However, while we aim to play our part in helping to effect systems change we have concerns about some of the Review’s recommendations and how they may be implemented.

If the proposed Māori Health Authority does not control funding and commissioning of services for Māori it will not be able to deliver the transformational changes needed to achieve health equity.  We agree with the Alternative view of the majority of Panel members and the Māori Expert Advisory Group on this. This advisory approach has been implemented in various forms since the 1980s and has demonstrably failed to deliver significant gains towards health equity. Opportunities for major structural change to the health sector are rare and we see no point wasting this one by repeating a failed model.

The Review has correctly identified that strengthening population health measures is essential but has proposed that these responsibilities be spread across all parts of the system.  Without organisational focus for population health and a ring-fenced budget there is a risk this will become everyone’s and no-one’s responsibility, and will be crowded out by overwhelming clinical pressures.  There is also a risk that public health approaches to non-communicable diseases, which account for the majority of health loss in New Zealand, will be overshadowed by the need to prepare for and respond to emergencies such as the Covid-19 pandemic.  The public health community  has long been arguing for a single independent body to oversee population health measures in New Zealand.   However, re-establishing a Public Health Advisory Committee, which the Review proposes, is going back to the past.  New Zealand needs a body with sufficient authority to produce the health outcomes needed.

The Review proposes investment and a range of recommendations to improve New Zealand’s capacity to use health data.  This is essential if we are to combat all forms of inequity across the health system.  The Ministry of Health’s data and analytics capacity has been severely diminished over recent years due to under-investment.  There are major gaps in current data collection, and data is not made available in a timely way. Future investment will need to be substantial, strategic and specifically focussed on equity so that it can inform change in a timely manner.

• **GOAL OF THE EXERCISE**:
According to the excerpt on the health system review, what qualities will future investment in health data need to have? List each one. Work only from what the excerpt on the health system review states.

• **GIVEN DATA**:
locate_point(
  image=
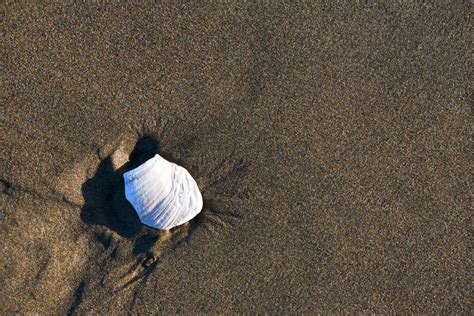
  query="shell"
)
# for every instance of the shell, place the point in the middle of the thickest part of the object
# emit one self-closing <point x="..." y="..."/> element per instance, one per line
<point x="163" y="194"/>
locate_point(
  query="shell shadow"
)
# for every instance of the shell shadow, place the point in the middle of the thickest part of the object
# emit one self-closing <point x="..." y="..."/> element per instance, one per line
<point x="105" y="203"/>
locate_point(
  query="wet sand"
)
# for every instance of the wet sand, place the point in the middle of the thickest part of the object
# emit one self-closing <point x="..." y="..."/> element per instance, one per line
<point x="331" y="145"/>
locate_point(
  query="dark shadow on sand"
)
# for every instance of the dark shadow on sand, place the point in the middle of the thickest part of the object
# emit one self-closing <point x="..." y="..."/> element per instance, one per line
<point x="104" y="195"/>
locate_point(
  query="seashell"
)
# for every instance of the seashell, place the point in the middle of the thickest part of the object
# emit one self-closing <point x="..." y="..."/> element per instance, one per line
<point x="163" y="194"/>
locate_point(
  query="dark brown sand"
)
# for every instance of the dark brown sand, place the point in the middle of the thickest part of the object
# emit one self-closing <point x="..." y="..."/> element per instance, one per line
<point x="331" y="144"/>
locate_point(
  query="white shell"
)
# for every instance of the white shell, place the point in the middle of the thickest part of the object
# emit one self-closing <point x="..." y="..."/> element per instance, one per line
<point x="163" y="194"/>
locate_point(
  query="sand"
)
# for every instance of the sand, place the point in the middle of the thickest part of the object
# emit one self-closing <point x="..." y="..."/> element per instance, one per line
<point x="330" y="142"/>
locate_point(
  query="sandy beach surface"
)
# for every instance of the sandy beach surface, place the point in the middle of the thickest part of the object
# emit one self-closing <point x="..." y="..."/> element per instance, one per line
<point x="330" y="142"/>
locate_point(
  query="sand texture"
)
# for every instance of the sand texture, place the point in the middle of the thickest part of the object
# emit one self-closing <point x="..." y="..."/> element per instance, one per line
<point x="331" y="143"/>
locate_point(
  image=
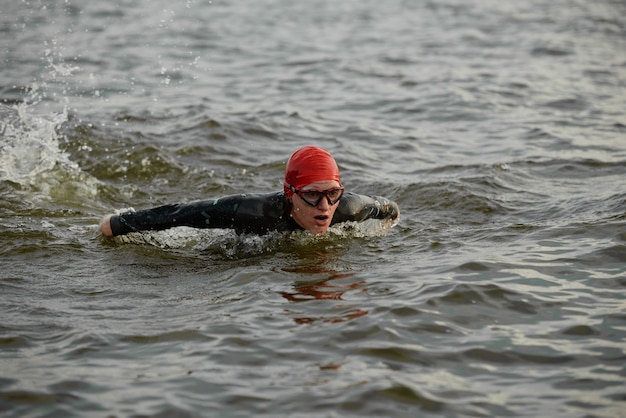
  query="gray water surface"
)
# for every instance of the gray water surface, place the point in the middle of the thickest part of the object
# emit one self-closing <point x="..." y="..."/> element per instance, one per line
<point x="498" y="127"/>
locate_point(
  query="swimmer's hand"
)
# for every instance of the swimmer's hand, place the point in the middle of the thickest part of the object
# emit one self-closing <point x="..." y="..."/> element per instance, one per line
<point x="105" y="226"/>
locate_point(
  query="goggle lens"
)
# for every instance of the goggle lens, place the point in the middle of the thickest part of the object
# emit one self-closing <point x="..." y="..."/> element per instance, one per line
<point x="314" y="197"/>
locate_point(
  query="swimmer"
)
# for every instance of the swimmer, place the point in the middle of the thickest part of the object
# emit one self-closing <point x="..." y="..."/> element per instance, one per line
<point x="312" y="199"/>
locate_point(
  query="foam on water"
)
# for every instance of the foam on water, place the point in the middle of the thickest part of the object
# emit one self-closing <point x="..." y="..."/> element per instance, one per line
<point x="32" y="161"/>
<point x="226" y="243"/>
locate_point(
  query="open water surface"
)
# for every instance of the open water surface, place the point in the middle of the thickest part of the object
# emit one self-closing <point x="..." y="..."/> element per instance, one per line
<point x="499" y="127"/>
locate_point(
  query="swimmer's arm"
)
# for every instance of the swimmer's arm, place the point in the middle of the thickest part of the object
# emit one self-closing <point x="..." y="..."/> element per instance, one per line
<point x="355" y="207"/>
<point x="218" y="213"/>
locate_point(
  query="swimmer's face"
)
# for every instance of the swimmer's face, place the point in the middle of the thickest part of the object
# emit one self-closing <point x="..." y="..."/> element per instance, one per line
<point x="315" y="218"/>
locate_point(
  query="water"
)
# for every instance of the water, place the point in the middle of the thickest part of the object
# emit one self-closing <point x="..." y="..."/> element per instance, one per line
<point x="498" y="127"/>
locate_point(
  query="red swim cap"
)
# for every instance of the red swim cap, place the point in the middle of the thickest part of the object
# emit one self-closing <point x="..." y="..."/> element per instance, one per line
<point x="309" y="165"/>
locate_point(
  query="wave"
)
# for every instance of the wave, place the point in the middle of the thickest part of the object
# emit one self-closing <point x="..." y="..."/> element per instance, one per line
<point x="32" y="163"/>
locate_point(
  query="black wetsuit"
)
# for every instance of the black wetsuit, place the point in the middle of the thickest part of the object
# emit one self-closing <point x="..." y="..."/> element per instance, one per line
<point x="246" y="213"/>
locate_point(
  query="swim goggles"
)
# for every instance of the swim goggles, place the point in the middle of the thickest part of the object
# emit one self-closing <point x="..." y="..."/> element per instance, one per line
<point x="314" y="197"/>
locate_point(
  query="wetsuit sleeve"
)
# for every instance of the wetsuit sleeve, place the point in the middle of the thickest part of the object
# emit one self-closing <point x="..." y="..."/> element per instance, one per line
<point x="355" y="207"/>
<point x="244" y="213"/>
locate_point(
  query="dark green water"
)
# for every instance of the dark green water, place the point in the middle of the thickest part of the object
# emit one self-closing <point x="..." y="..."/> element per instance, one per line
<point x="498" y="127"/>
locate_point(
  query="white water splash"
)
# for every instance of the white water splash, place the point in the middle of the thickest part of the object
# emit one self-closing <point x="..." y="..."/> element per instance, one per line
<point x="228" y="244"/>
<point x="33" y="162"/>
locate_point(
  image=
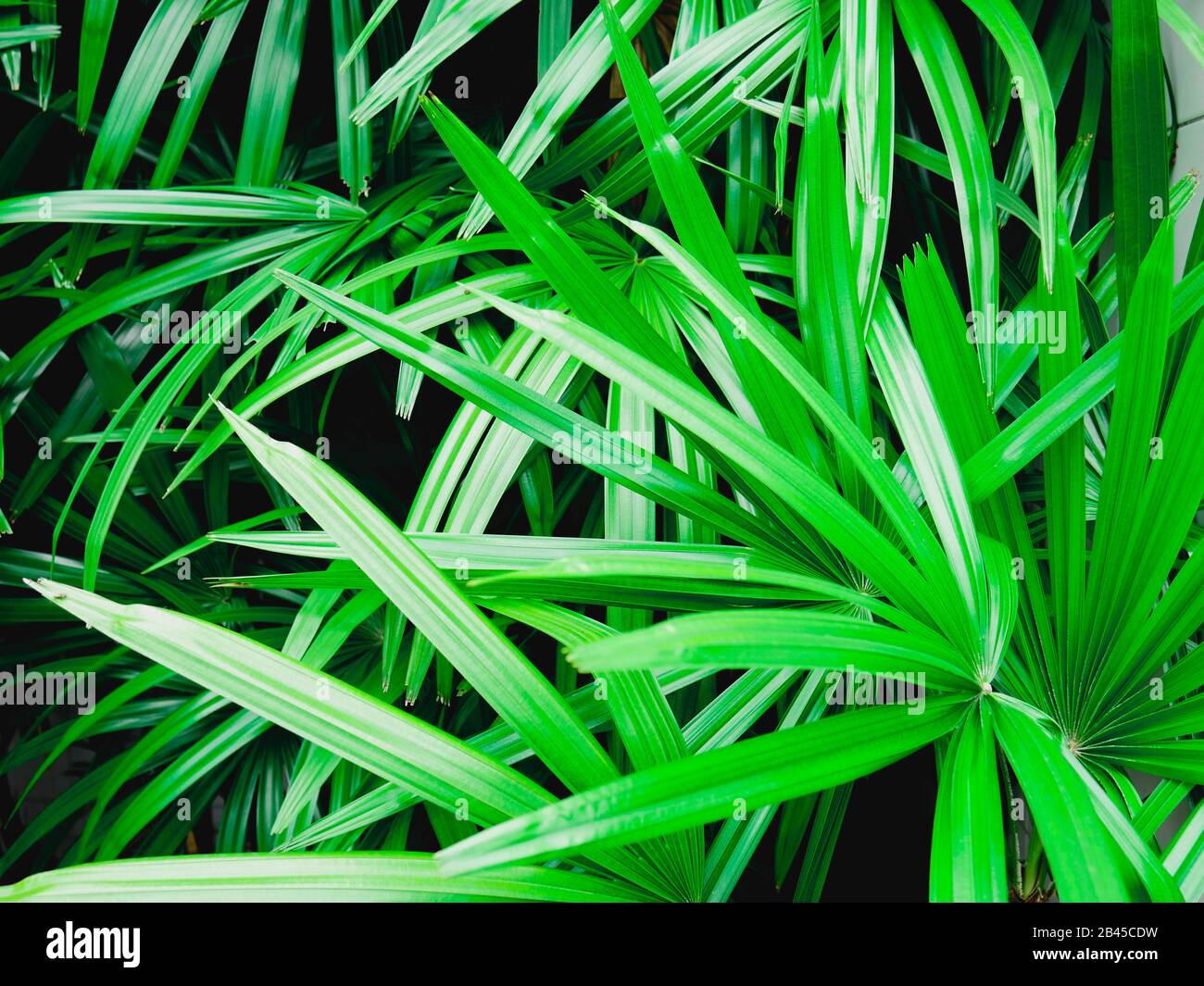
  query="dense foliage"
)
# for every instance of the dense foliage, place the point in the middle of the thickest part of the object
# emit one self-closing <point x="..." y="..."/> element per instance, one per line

• **SOLUTION**:
- Substantial
- Strategic
- Specifically focused on equity